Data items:
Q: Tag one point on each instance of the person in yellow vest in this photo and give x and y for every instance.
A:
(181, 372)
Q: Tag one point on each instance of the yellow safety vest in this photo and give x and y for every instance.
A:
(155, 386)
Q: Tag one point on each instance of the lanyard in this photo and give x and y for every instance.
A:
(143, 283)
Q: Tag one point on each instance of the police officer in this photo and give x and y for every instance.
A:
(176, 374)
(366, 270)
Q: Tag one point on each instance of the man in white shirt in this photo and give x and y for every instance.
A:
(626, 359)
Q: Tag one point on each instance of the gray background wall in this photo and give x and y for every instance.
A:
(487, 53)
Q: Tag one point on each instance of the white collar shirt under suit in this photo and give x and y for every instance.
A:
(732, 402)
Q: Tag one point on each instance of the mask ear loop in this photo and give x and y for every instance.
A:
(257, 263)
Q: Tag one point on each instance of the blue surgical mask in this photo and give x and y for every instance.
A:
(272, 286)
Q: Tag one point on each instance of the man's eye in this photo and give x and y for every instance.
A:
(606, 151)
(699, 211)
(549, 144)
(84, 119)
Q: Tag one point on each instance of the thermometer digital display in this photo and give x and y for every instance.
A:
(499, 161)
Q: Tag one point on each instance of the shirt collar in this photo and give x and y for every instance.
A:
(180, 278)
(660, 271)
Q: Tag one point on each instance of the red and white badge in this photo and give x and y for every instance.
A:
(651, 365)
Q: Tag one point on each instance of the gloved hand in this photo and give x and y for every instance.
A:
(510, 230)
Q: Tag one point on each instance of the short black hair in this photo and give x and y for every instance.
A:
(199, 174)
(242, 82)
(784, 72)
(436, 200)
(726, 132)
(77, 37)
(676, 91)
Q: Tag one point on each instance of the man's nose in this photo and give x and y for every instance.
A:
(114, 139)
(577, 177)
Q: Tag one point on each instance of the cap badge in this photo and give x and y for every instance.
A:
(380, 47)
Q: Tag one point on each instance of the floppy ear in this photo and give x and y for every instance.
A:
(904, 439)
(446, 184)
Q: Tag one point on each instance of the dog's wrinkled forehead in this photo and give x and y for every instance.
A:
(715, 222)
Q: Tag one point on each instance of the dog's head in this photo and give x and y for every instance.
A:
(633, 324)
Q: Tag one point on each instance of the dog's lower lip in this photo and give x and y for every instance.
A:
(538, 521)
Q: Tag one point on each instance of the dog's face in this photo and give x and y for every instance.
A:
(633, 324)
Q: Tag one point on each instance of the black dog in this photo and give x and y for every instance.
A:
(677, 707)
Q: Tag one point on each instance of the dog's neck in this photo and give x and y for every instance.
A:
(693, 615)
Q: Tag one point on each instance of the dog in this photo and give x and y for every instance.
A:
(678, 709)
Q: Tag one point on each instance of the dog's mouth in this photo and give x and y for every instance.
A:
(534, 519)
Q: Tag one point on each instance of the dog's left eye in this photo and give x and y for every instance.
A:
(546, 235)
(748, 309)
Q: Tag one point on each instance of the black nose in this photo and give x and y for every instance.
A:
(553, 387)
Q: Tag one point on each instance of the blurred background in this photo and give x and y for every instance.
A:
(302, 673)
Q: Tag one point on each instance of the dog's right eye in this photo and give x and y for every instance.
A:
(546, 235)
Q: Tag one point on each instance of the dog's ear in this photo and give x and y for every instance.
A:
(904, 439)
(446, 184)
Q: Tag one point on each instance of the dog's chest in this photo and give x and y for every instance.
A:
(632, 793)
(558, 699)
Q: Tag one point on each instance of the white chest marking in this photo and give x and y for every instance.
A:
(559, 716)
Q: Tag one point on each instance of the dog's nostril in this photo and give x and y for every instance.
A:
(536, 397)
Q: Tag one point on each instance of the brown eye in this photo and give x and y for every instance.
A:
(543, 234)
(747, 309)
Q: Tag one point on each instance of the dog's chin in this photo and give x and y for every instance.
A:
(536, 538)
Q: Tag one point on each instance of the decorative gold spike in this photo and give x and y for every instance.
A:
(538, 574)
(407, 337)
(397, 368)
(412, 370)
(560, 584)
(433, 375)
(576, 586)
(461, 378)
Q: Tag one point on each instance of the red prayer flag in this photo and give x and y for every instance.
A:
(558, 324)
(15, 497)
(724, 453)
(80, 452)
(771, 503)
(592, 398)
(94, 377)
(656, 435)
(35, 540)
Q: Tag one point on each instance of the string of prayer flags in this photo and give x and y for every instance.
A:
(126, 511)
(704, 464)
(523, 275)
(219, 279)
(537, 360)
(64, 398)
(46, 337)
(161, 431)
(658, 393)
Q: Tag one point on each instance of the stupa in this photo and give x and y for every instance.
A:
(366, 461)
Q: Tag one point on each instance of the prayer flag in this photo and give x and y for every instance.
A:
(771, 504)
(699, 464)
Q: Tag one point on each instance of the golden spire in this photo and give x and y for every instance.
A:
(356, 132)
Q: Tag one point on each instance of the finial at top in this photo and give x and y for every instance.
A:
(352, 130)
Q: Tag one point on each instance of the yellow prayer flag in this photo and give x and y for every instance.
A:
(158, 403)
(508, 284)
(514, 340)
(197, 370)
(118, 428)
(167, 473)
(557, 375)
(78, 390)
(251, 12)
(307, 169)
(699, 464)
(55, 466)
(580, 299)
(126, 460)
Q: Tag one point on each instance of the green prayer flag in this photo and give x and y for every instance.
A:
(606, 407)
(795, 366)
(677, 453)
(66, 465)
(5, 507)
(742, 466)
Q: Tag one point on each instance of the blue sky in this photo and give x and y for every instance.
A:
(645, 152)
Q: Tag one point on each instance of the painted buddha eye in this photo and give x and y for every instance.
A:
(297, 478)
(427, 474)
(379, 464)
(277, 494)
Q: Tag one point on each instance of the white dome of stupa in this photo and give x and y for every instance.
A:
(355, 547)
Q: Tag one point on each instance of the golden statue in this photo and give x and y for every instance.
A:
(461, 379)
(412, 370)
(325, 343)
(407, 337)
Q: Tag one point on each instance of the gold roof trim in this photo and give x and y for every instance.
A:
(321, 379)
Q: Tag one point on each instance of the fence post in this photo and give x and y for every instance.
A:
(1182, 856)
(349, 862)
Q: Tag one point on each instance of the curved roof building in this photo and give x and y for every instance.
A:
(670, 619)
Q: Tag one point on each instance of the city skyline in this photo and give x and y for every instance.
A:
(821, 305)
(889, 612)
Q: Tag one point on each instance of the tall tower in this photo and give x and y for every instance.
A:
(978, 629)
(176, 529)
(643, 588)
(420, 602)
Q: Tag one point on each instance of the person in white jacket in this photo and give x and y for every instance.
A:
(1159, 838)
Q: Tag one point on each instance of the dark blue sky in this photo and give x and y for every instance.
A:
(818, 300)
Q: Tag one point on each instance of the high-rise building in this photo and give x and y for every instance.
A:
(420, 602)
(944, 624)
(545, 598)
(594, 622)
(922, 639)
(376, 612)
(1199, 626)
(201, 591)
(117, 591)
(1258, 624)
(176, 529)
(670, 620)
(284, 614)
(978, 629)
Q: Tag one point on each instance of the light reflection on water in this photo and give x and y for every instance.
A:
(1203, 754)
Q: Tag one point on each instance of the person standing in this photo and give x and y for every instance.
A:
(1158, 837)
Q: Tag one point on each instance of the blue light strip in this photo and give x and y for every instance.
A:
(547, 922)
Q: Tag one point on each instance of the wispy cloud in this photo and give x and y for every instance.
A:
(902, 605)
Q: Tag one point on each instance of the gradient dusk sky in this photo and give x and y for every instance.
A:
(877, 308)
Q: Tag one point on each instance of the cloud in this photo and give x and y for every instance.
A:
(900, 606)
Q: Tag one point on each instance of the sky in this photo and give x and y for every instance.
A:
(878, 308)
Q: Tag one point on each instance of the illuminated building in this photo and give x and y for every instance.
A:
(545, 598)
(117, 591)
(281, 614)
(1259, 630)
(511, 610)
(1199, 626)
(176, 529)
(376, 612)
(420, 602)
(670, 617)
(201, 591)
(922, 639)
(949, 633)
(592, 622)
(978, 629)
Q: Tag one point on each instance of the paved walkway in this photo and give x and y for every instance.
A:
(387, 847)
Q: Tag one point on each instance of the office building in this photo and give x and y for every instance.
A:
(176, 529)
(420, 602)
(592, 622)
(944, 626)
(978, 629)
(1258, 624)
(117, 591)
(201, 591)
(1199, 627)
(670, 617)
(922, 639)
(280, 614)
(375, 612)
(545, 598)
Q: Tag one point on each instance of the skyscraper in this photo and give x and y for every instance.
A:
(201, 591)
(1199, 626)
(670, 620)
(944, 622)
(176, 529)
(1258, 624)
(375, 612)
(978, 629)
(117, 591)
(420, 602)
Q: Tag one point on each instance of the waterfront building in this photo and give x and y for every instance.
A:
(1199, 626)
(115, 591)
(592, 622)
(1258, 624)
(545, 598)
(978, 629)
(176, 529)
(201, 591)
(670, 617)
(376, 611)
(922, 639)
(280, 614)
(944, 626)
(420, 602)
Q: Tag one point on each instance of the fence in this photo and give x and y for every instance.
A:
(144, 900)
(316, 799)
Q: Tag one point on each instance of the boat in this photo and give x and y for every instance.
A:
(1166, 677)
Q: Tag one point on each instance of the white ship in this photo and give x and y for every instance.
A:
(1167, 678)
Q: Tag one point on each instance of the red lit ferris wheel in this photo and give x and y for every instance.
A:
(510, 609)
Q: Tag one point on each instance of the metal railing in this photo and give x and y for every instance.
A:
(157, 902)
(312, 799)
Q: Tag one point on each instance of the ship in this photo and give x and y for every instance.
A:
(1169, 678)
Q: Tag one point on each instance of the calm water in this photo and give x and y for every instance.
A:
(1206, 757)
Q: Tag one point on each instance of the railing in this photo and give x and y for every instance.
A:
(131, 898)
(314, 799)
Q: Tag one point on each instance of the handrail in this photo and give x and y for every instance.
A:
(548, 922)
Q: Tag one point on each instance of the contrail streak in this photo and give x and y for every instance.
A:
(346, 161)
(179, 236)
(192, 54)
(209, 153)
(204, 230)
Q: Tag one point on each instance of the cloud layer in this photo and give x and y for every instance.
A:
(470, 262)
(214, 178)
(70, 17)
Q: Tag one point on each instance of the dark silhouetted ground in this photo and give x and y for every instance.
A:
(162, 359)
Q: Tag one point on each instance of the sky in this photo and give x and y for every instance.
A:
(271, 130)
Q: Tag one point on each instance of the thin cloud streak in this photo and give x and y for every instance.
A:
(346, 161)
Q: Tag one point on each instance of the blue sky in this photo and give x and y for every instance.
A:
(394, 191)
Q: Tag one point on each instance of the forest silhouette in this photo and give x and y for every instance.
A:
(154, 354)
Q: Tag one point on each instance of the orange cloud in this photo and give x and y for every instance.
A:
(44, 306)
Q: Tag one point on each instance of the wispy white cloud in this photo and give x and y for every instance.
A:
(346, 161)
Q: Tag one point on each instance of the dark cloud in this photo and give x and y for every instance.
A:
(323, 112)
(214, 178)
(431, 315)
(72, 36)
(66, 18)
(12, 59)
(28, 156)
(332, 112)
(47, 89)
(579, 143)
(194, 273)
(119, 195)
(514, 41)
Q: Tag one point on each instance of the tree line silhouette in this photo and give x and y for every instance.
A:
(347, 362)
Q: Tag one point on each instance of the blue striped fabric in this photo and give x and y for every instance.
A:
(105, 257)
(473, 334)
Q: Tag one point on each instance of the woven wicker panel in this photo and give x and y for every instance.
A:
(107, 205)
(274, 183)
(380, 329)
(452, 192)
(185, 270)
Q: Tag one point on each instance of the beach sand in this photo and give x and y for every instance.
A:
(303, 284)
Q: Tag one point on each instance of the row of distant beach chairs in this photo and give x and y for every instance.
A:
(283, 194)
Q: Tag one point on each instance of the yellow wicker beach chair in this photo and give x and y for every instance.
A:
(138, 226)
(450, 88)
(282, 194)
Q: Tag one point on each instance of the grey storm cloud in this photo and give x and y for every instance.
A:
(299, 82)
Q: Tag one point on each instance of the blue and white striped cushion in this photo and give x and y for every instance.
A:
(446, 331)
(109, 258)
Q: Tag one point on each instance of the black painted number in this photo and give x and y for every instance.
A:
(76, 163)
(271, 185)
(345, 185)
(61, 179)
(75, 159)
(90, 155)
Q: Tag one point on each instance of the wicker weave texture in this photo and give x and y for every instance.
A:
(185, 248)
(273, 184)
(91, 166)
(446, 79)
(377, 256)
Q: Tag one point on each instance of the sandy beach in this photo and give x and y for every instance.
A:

EXERCISE REQUIREMENTS: Repeat only the lines from the one holding "Q: Tag one point on each instance of the blue striped" through the last line of the data.

RESULT:
Q: Tag one point on each instance of the blue striped fabric in this photo and give x and y for every instance.
A:
(105, 257)
(473, 334)
Q: Tag one point on each instance of the woven wicker panel in this photo and give x and y for every instance.
A:
(107, 205)
(274, 183)
(380, 329)
(452, 192)
(185, 270)
Q: Tag one point on each instance of the beach sand in this photo and give x and y for every instance.
A:
(303, 284)
Q: Tag one point on each instance of the row of distant beach chairs in this photo and give x and y for every instance.
A:
(283, 194)
Q: Tag one point on each instance of the yellow wicker beach chair in this photo and give x and y for every instance.
A:
(138, 226)
(450, 88)
(282, 194)
Q: Tag one point on each instance of the grey storm cloud in this photo and give x and y for every instance.
A:
(299, 82)
Q: Tag one point on each instance of the blue and white striped cushion in this photo and give x and y for every instance.
A:
(446, 331)
(109, 258)
Q: Tag one point on each instance of the black painted number in this photo and give x and y for every instance.
A:
(76, 163)
(271, 185)
(345, 185)
(61, 179)
(75, 159)
(90, 155)
Q: Tag one point on each instance of the wicker weave texture in this photo and give x and y for every instance.
A:
(185, 248)
(273, 184)
(91, 166)
(446, 79)
(377, 256)
Q: Tag one point on each instance of the sandy beach in this photo and give x and y for every instance.
A:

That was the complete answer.